* **Sağlanan metin**

╭──

Translate

8 Haziran 2010 Salı

Obama döneminin şifreleri

2012 yılı sonuna kadar Beyaz Saray’da görev yapacak ABD Başkanı Barack Obama daha seçilmeden, iki eski ulusal güvenlik danışmanı Zbigniew Brzezinski (Demokrat Başkan Carter’le çalıştı) ve Brent Scowcroft (Cumhuriyetçi Başkanlar Nixon, Ford ve baba Bush ile çalıştı) Amerika’nın yeni yol haritasını çizdiler. Amerika Irak’tan çekilmeli mi, İran’a savaş açmalı mı, Gazze için ne yapılmalı, İsrail barışa nasıl ikna edilmeli, Rusya ve Çin ile ilişkiler nasıl olmalı?.. Bunlar ve diğer birçok sorunu büyük bir açıklıkla tartışan, çoğunlukta ortak noktada buluşan bu iki önemli ismi biraraya getiren kişi ise Washington Post yazarı David Ignatius. Davos’ta Başbakan Erdoğan’ın şimşeklerini üzerine çekmesinden sonra Türkiye’de ünlenen Ignatius, Amerika ve Dünya boyunca, Brzezinski ve Scowcroft’la yaptığı söyleşiyi tarafsız bir şekilde yönetmiş.

Amerika ve Dünya, Bush ve neo-con’ların politikasına karşı Amerika’da devlet içinde oluşan alternatif çizgiyi temsil etmektedir.

╰──

* **Verilen kayıtlar**
╭──

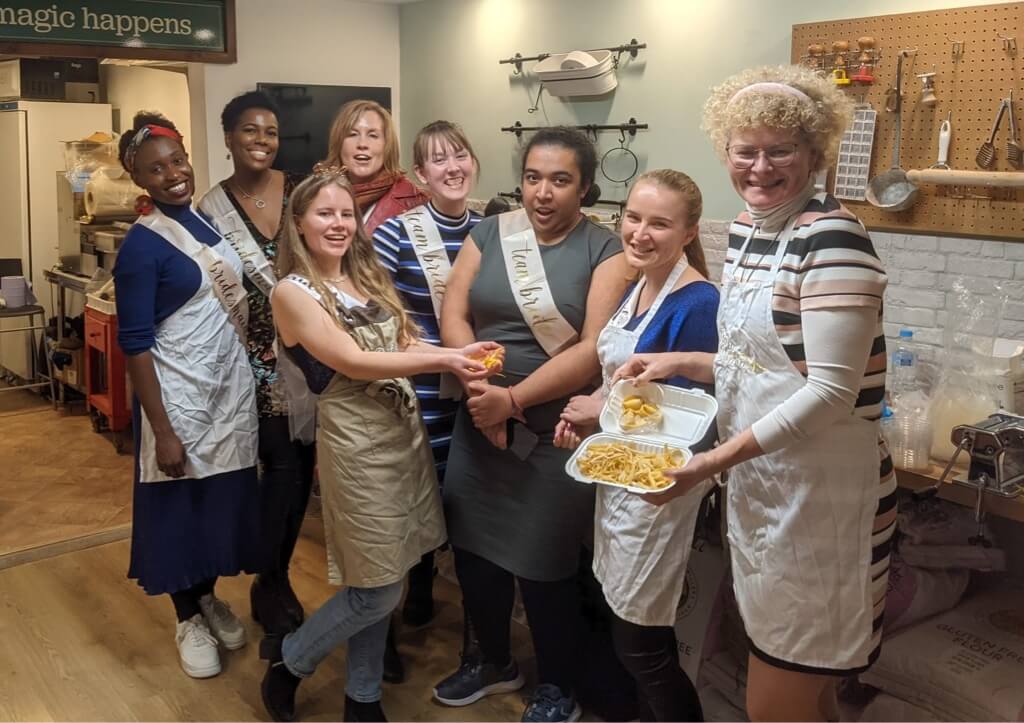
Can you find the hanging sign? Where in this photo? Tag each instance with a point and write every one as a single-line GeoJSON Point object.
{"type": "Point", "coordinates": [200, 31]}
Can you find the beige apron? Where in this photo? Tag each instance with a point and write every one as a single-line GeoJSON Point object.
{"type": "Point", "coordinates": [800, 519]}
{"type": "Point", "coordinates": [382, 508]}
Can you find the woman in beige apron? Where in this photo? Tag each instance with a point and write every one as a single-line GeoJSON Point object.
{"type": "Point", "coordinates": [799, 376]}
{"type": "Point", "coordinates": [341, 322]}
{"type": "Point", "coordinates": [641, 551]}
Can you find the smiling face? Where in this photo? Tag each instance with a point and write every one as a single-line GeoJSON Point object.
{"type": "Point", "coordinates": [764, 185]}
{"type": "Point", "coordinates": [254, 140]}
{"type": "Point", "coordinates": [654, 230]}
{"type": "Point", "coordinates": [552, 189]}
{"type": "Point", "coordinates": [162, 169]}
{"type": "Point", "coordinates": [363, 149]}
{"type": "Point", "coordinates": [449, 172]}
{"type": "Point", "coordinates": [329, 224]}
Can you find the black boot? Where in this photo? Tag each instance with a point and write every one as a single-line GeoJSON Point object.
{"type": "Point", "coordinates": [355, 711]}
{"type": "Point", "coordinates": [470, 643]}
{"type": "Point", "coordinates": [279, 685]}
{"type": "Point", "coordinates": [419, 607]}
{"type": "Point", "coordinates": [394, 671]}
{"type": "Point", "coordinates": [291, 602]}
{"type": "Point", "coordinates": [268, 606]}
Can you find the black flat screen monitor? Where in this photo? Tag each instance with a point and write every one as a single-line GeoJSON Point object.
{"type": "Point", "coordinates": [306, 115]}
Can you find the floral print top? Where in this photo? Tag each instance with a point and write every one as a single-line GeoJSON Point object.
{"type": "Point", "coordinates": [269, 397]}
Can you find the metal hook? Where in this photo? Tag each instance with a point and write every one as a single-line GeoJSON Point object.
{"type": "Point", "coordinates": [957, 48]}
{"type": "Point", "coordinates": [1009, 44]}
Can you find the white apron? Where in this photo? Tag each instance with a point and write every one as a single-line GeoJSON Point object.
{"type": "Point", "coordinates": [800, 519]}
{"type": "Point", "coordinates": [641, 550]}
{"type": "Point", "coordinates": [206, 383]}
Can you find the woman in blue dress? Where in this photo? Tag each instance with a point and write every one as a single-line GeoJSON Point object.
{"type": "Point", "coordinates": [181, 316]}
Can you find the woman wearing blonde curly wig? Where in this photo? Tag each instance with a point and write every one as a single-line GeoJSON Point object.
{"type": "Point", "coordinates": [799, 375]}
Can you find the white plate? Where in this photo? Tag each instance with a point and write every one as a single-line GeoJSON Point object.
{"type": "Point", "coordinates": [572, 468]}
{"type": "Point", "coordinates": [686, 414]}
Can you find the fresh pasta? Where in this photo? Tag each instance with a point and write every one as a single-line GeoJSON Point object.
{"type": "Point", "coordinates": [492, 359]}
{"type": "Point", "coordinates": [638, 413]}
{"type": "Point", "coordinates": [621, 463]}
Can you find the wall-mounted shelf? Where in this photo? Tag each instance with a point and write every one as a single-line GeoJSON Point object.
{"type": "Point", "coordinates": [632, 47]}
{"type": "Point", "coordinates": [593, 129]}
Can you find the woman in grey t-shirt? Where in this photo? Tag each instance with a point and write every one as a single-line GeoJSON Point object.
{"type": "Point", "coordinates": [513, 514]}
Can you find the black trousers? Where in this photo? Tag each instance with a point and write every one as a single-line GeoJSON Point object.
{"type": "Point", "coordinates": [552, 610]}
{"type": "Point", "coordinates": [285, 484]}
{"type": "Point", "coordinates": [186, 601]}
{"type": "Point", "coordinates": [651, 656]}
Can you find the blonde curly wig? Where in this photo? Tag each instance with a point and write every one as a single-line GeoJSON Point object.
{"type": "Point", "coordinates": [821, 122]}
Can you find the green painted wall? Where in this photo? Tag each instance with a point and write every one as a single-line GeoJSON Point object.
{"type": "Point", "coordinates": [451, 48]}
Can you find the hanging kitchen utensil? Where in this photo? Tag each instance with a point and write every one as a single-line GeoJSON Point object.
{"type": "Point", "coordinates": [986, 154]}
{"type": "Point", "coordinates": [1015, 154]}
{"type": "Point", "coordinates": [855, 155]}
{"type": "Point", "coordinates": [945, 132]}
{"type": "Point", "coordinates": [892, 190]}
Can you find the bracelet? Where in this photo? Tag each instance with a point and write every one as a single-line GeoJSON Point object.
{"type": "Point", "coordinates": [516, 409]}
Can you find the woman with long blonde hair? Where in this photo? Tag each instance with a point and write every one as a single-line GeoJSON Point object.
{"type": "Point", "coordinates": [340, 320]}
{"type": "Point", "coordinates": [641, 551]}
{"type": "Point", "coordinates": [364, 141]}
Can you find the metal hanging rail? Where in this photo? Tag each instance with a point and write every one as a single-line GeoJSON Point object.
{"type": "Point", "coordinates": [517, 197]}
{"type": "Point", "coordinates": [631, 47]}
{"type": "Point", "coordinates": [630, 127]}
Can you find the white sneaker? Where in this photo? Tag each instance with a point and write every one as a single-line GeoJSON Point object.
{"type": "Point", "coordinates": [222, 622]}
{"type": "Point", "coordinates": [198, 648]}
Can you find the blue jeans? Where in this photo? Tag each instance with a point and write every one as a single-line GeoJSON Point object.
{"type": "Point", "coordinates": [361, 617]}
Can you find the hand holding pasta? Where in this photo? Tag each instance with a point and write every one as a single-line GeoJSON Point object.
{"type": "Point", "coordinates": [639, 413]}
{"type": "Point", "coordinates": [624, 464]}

╰──

* **Verilen görev**
Yukarıdaki "Obama döneminin şifreleri" başlıklı yazıyı, gösterilen son cümlenin ardından devam ettirin.

* **Yazılı yanıt**
OBAMA'NIN ZEKASI

Öyle ki, Kasım 2008’deki başkanlık seçiminden bir ay önce yayınlanan bu kitabın, Obama da McCain de seçilse, izlenecek politikanın ana hatlarını ortaya koyduğu söylenebilir. Zaten karşıt siyasi çizgilerde yeralmalarına karşılık, Ağustos 2002’de Brzezinski Washington Post, Scowcroft da Wall Street Journal’e yazdıkları makalelerle Irak işgaline karşı çıkmışlardır. Obama yönetimine yakın olarak bilinen bu iki isimden Brzezinski, kitapta, “Obama’yı en baştan beri sevdiği” itirafında bulunur.

Brzezinski, Obama’nın “özgül zekası dışında, onun seçilmesinin kendiliğinden diğerlerinin itibarı için saygı işareti vereceğini” belirtir.

"KORKU ÜRETİLDİ"

Kitap, öncelikle Amerika’nın giderek daha fazla kendine güvenini kaybetmesinin nedenlerini sorgular. Ignatius’un, “(…) bugün Amerika’nın kendisini çok zayıf hissettiği noktaya nasıl geldik? Sanki Amerika’nın gücü bir karanlığa büründü ve etrafı zorluklarla çepe çevre sarıldı…” sorusuna her iki uzmanın itiraz etmeden karşılık vermesi, bu hissiyatın Amerika’daki derinliğini gözler önüne sermektedir. Brzezinski, 11 Eylül’ün Amerika’da “korku kültürü” yarattığını belirterek,“Bence bu korku, ne yazık ki, yardımcı olacağı düşünülerek türetildi ama istenilen olmadı” der.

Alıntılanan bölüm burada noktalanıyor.